Coordinate annotation records

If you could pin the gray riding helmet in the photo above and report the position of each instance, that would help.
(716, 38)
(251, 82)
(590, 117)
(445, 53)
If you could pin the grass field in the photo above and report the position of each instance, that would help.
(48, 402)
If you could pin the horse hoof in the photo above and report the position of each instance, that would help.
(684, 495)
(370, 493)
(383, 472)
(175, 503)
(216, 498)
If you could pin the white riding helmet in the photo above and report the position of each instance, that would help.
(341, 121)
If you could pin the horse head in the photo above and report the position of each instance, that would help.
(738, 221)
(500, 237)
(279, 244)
--
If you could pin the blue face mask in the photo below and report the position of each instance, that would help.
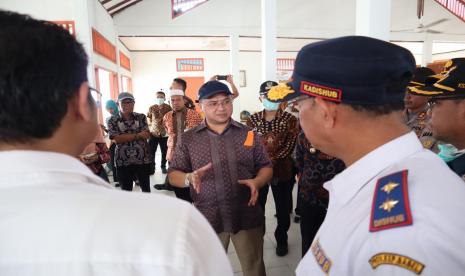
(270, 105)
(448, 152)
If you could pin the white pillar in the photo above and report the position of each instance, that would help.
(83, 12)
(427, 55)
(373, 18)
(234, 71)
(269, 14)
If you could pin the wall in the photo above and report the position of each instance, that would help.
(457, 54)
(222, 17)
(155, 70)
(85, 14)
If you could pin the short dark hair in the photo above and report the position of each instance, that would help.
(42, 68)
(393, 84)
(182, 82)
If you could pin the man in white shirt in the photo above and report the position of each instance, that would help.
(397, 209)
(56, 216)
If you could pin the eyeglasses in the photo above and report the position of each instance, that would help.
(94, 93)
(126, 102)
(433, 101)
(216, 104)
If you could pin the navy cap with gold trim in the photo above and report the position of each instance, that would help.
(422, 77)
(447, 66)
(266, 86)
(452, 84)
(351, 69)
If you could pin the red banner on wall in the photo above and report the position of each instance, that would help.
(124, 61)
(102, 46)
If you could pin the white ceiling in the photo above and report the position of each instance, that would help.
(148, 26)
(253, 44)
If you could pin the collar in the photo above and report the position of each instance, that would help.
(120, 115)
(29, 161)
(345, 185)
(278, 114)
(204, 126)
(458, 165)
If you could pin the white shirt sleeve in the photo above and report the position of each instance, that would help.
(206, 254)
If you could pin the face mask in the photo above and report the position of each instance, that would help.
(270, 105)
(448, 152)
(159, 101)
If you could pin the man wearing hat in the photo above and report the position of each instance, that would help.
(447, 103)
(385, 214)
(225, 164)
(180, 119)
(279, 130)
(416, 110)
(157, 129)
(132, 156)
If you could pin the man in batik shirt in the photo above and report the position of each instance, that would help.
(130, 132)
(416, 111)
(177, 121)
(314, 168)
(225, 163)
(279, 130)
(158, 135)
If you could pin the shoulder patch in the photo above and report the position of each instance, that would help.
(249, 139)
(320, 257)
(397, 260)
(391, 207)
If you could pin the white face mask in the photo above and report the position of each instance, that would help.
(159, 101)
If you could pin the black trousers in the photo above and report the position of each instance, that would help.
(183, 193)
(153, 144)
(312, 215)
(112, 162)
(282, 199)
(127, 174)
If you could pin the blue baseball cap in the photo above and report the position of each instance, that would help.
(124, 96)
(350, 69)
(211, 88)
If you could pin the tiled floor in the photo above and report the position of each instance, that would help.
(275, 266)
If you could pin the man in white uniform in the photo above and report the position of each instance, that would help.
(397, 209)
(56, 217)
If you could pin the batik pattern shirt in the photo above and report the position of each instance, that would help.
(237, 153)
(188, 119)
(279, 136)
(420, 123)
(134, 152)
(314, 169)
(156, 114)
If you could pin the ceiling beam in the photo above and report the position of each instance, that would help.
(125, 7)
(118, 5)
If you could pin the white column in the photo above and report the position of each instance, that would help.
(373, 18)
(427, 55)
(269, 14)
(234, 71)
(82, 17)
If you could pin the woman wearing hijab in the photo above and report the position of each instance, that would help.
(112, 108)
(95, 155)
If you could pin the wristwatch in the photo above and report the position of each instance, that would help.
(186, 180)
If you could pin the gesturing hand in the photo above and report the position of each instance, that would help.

## WHAT THE TASK ASKS
State the number of lines in the material above that contain the string "horse", treating uppercase and lowercase as different. Reply with the number only.

## IN RESPONSE
2